-- BEGIN Data excerpts --

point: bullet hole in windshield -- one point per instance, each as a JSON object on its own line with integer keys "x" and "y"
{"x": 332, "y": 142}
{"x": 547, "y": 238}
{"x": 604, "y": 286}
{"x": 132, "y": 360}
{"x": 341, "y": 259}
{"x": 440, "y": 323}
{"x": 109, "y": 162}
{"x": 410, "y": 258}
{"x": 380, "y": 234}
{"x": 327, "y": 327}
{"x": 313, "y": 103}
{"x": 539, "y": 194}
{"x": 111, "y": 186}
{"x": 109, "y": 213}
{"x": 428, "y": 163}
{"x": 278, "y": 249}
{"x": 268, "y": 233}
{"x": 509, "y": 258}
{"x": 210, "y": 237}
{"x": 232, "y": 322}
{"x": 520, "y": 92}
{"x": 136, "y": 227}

-- END Data excerpts --

> [Written problem]: Please rewrite the entries above, changing "windshield" to "windscreen" and keeping everything else the same.

> [Correct answer]:
point: bullet hole in windscreen -- one point per instance, each as a JSON object on its own line with integer keys "x" and "y"
{"x": 332, "y": 142}
{"x": 547, "y": 238}
{"x": 604, "y": 286}
{"x": 132, "y": 360}
{"x": 341, "y": 259}
{"x": 440, "y": 323}
{"x": 109, "y": 162}
{"x": 410, "y": 258}
{"x": 380, "y": 234}
{"x": 327, "y": 327}
{"x": 313, "y": 103}
{"x": 539, "y": 194}
{"x": 111, "y": 186}
{"x": 109, "y": 213}
{"x": 428, "y": 163}
{"x": 278, "y": 249}
{"x": 268, "y": 233}
{"x": 509, "y": 258}
{"x": 210, "y": 237}
{"x": 232, "y": 322}
{"x": 520, "y": 92}
{"x": 136, "y": 227}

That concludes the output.